## Your task
Tally the lines in the listing below that contain the word "instance", with case counting, and give only the number.

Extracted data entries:
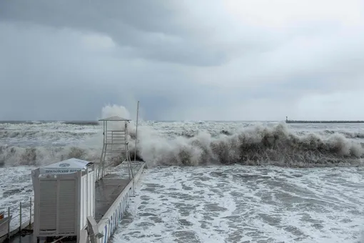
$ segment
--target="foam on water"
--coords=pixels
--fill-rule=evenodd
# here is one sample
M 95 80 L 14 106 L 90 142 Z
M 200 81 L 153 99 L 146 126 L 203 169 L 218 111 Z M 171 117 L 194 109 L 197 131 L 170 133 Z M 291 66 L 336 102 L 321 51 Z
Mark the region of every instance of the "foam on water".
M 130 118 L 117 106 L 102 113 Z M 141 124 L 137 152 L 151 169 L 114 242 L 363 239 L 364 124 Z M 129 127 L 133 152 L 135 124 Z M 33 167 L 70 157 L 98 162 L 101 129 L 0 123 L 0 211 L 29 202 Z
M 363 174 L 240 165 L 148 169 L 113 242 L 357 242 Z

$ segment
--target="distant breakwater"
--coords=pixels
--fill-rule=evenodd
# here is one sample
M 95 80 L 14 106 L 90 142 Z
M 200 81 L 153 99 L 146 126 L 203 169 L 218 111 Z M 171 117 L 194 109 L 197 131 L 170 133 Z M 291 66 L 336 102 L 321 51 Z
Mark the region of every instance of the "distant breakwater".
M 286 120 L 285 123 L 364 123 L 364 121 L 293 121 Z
==
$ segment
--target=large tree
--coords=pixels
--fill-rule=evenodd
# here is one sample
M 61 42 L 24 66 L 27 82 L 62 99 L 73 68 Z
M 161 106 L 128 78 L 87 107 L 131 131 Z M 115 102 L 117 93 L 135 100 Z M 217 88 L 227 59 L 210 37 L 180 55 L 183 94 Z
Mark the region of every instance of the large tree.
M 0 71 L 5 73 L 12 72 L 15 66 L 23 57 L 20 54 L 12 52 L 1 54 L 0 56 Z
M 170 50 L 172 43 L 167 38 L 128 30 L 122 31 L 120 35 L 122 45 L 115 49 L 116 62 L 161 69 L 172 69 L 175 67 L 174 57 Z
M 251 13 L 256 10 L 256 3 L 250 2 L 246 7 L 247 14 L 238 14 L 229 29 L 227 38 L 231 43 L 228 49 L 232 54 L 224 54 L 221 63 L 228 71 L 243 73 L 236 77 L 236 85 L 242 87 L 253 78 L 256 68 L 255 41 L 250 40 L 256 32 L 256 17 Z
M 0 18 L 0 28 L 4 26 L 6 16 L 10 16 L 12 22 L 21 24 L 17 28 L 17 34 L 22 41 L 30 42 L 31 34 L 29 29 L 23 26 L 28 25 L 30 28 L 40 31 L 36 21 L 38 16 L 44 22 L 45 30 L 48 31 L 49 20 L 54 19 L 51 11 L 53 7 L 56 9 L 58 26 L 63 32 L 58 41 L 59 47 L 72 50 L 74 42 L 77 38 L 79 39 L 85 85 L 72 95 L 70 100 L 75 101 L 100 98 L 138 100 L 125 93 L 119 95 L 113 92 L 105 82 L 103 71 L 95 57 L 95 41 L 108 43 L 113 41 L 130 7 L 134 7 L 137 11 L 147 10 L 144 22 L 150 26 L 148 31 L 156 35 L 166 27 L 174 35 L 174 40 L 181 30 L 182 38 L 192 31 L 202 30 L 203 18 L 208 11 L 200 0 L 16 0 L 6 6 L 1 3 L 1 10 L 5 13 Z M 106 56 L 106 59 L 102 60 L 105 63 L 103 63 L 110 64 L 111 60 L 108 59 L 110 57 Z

## Full answer
3